• _WORK INSTRUCTIONS_: Rewrite the data from its very beginning down to and including the line that contains "[[[115,135],[243,145],[438,101],[435,3],[1,6],[1,99]]]", keeping every line but raising each coordinate in the polygon outlines by 89. Leave the pictures out.
**** ENTRIES
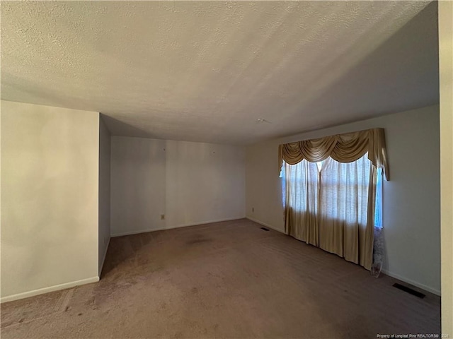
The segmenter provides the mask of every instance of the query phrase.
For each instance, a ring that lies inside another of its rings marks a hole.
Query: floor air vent
[[[415,297],[418,297],[420,299],[423,299],[426,297],[424,294],[420,293],[420,292],[415,291],[412,290],[411,287],[408,287],[407,286],[403,286],[398,282],[395,282],[394,284],[394,287],[401,290],[402,291],[407,292],[408,293],[411,294],[412,295],[415,295]]]

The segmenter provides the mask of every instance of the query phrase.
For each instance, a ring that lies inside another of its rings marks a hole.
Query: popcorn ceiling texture
[[[115,135],[243,145],[438,101],[435,3],[1,6],[1,99]]]

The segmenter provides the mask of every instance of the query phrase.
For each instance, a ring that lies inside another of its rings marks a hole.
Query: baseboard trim
[[[114,234],[111,234],[110,237],[113,238],[115,237],[122,237],[123,235],[132,235],[132,234],[139,234],[140,233],[147,233],[149,232],[154,232],[154,231],[163,231],[164,230],[173,230],[173,228],[181,228],[181,227],[187,227],[188,226],[196,226],[197,225],[205,225],[210,224],[212,222],[221,222],[222,221],[231,221],[231,220],[239,220],[239,219],[243,219],[246,217],[236,217],[236,218],[229,218],[227,219],[219,219],[217,220],[210,220],[210,221],[203,221],[201,222],[194,222],[190,224],[184,224],[179,225],[177,226],[173,226],[171,227],[158,227],[158,228],[151,228],[148,230],[140,230],[138,231],[132,231],[132,232],[125,232],[122,233],[115,233]]]
[[[110,239],[108,238],[108,242],[107,243],[107,246],[105,247],[105,251],[104,251],[104,257],[102,259],[102,263],[101,264],[101,267],[99,268],[99,272],[98,272],[98,275],[101,277],[101,273],[102,273],[102,269],[104,267],[104,262],[105,261],[105,257],[107,256],[107,250],[108,249],[108,246],[110,244]]]
[[[45,293],[49,293],[50,292],[59,291],[60,290],[66,290],[67,288],[71,288],[81,285],[90,284],[91,282],[97,282],[99,281],[99,277],[92,277],[87,279],[82,279],[81,280],[71,281],[70,282],[65,282],[64,284],[55,285],[49,287],[39,288],[38,290],[33,290],[31,291],[24,292],[22,293],[18,293],[17,295],[7,295],[6,297],[2,297],[0,298],[0,303],[13,302],[14,300],[18,300],[20,299],[28,298],[29,297],[34,297],[35,295],[43,295]]]
[[[412,280],[411,279],[408,279],[407,278],[403,277],[402,275],[400,275],[398,274],[394,273],[393,272],[389,272],[387,270],[382,270],[382,272],[384,274],[385,274],[386,275],[389,275],[390,277],[394,278],[396,279],[398,279],[398,280],[403,281],[404,282],[407,282],[408,284],[413,285],[414,286],[416,286],[418,288],[421,288],[422,290],[424,290],[425,291],[428,291],[428,292],[431,292],[432,294],[435,294],[436,295],[440,296],[440,290],[435,290],[435,289],[432,288],[432,287],[430,287],[429,286],[427,286],[426,285],[420,284],[420,282],[417,282],[416,281]]]
[[[278,228],[272,226],[269,224],[266,224],[265,222],[263,222],[262,221],[260,221],[257,219],[254,219],[253,218],[251,217],[246,217],[246,219],[248,219],[249,220],[251,220],[254,222],[256,222],[258,224],[262,225],[263,226],[265,226],[266,227],[269,227],[269,228],[272,228],[274,231],[277,231],[277,232],[280,232],[280,233],[283,233],[284,234],[285,234],[286,233],[285,232],[285,231],[282,231],[282,230],[279,230]]]

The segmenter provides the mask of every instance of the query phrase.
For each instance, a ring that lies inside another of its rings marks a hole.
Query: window
[[[365,241],[372,248],[372,242],[365,239],[382,226],[382,174],[367,154],[351,162],[329,157],[319,162],[285,163],[281,177],[289,235],[362,266],[369,261],[360,249]],[[369,194],[375,199],[371,215]]]

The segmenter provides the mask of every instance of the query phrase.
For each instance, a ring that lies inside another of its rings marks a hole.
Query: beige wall
[[[442,331],[453,337],[453,2],[439,1]]]
[[[98,114],[1,101],[1,301],[96,281]]]
[[[99,276],[110,239],[110,133],[99,116]]]
[[[241,147],[113,136],[112,235],[244,218],[244,176]]]
[[[439,107],[433,106],[305,133],[247,148],[246,215],[283,231],[280,143],[383,127],[389,182],[384,183],[384,270],[440,294]],[[252,208],[254,211],[252,211]]]

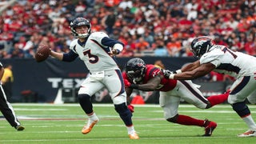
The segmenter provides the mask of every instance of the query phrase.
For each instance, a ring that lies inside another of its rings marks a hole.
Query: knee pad
[[[79,104],[86,114],[91,114],[93,110],[93,104],[90,102],[90,96],[88,94],[78,94]]]
[[[176,115],[175,115],[174,117],[173,117],[173,118],[167,118],[166,121],[170,122],[176,123],[178,118],[178,114],[176,114]]]
[[[122,103],[120,105],[114,105],[115,110],[119,114],[120,118],[124,122],[126,126],[133,125],[131,117],[133,114],[127,108],[126,103]]]
[[[114,110],[119,114],[124,114],[124,113],[127,112],[127,110],[129,110],[127,106],[126,106],[126,103],[122,103],[120,105],[114,105]]]
[[[246,102],[232,104],[233,110],[240,116],[245,117],[250,114],[250,111],[246,104]]]
[[[90,96],[88,94],[78,94],[78,98],[79,102],[82,101],[87,101],[87,100],[90,101]]]

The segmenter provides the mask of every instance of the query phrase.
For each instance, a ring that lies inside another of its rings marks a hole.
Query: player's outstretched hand
[[[169,70],[162,69],[161,70],[163,73],[163,75],[165,76],[165,78],[167,79],[169,79],[169,77],[170,74],[174,74],[173,71],[170,71]]]
[[[127,79],[123,79],[123,82],[126,87],[129,88],[130,86],[131,83]]]

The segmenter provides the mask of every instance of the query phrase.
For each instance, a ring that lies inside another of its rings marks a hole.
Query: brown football
[[[39,45],[35,54],[35,60],[38,62],[42,62],[49,57],[50,49],[47,45]]]

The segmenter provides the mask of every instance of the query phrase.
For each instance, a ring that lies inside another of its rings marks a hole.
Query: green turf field
[[[192,105],[182,104],[179,114],[198,118],[209,118],[218,122],[211,137],[201,137],[203,128],[181,126],[163,118],[158,105],[135,106],[133,119],[140,139],[130,140],[112,105],[94,104],[100,122],[88,134],[81,130],[86,117],[78,104],[13,104],[16,114],[26,127],[16,131],[0,119],[0,143],[255,143],[256,138],[238,138],[247,130],[243,121],[228,104],[209,110],[200,110]],[[250,105],[256,118],[256,106]],[[256,119],[255,119],[256,120]]]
********
• _RESPONSE TO THIS EXERCISE_:
The segmenter provides the mask of every instance of the query phrase.
For each instance, a ring that lies inside another of its rings marks a hole.
Query: floor air vent
[[[504,386],[507,386],[509,388],[512,388],[515,386],[513,383],[509,382],[509,381],[504,380],[501,379],[500,376],[497,376],[496,375],[492,375],[487,371],[484,371],[483,373],[483,376],[490,379],[491,380],[496,381],[497,382],[500,383],[501,384],[504,384]]]

The segmenter provides the mask of every instance of the query phrase.
For each instance, a ring that lies inside another of its rings marks a hole.
Query: popcorn ceiling texture
[[[204,224],[332,234],[527,190],[524,92],[90,95],[90,188]]]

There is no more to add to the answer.